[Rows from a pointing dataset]
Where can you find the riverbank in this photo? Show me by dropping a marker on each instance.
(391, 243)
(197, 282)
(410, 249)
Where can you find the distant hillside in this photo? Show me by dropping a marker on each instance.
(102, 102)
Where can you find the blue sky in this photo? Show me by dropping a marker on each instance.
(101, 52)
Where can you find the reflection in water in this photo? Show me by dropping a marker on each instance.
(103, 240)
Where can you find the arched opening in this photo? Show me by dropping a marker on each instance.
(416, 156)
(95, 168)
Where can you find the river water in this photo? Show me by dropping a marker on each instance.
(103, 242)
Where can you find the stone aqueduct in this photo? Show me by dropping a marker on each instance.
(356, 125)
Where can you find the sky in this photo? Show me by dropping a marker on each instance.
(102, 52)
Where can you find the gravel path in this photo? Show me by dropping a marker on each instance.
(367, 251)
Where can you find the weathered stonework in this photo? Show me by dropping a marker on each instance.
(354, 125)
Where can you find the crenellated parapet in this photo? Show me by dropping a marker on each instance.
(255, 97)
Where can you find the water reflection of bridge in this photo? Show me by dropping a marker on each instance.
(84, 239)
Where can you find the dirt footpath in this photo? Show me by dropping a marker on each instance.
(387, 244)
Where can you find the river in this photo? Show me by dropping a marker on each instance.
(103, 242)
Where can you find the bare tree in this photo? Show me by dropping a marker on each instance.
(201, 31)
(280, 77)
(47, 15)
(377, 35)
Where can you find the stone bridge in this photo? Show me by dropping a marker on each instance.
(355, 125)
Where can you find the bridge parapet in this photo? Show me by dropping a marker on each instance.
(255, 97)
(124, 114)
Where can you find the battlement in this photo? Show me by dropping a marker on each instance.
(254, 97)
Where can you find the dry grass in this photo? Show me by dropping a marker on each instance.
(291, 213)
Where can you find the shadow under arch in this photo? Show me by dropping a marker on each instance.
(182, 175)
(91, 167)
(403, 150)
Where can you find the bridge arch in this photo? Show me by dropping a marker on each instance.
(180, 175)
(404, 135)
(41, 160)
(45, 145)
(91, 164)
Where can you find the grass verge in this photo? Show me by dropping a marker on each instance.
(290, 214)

> **Description of the task**
Rewrite the listing above, replacing "dropping a marker" with "placing a pin" everywhere it appears and leaving every other word as it is.

> **Written answer**
Where can you find the riverbank in this photo? Show me by placing a pin on each instance.
(391, 243)
(197, 282)
(410, 249)
Where can you find the distant hillside in this photo? Show me by placing a pin on each instance.
(102, 102)
Where can you find the blue sky in this photo? Show me by placing a pin on each instance.
(101, 52)
Where can you find the reflection in water in this photo? Show me by placing a pin on each instance.
(103, 240)
Where can you find the arched opening in this photo? Show me by placing a pin on each instance.
(416, 156)
(95, 168)
Where can you find the river water in this photo? Show me by placing a pin on each instance.
(103, 242)
Where can you find the stone aqueduct in this photo? Show me by placing a pin on each instance.
(356, 125)
Where can you find the sky in this photo? Show me by placing a pin on each instance.
(102, 52)
Where can you find the gravel path in this photo? Show me by placing a pin on each instance.
(367, 251)
Where can you find the weathered stonework in this photo? Show me by placing a pin on each instance.
(354, 125)
Where can you find the crenellated parapet in this photo? Show me by placing a pin on each instance.
(255, 97)
Where can you find the water reflection of bridge in this photo? Show me by placing a pin on each instance.
(84, 239)
Where can you find the dirt footpath in this photo? Show me by placing a pin on each instance.
(387, 244)
Where can you find the river in this photo? Show me by placing a pin on each instance.
(103, 242)
Where can you find the bare tree in this photo? Show me by placing a pin on each instance.
(201, 31)
(280, 77)
(47, 15)
(377, 35)
Where can you find the stone bridge in this photo? Show me by placing a pin on each instance.
(355, 125)
Where can you find the bridge parapet in this photo? Show me by placing a pin on each instance.
(255, 97)
(124, 114)
Where can you find the battlement in this photo? Show me by placing a pin on each instance.
(254, 97)
Where can you find the dry grass in this photo? Show me by placing a pin on each instance.
(291, 213)
Where can you find the shadow under arch in this photo? Show me by placing a pin on each instance.
(182, 175)
(91, 167)
(403, 150)
Where can you find the bridge arch in this photo? Show me by placing a pin on each instance.
(180, 175)
(404, 135)
(41, 160)
(45, 145)
(91, 164)
Where can you find the grass verge in this photo? Show me by placing a pin on each instance.
(290, 214)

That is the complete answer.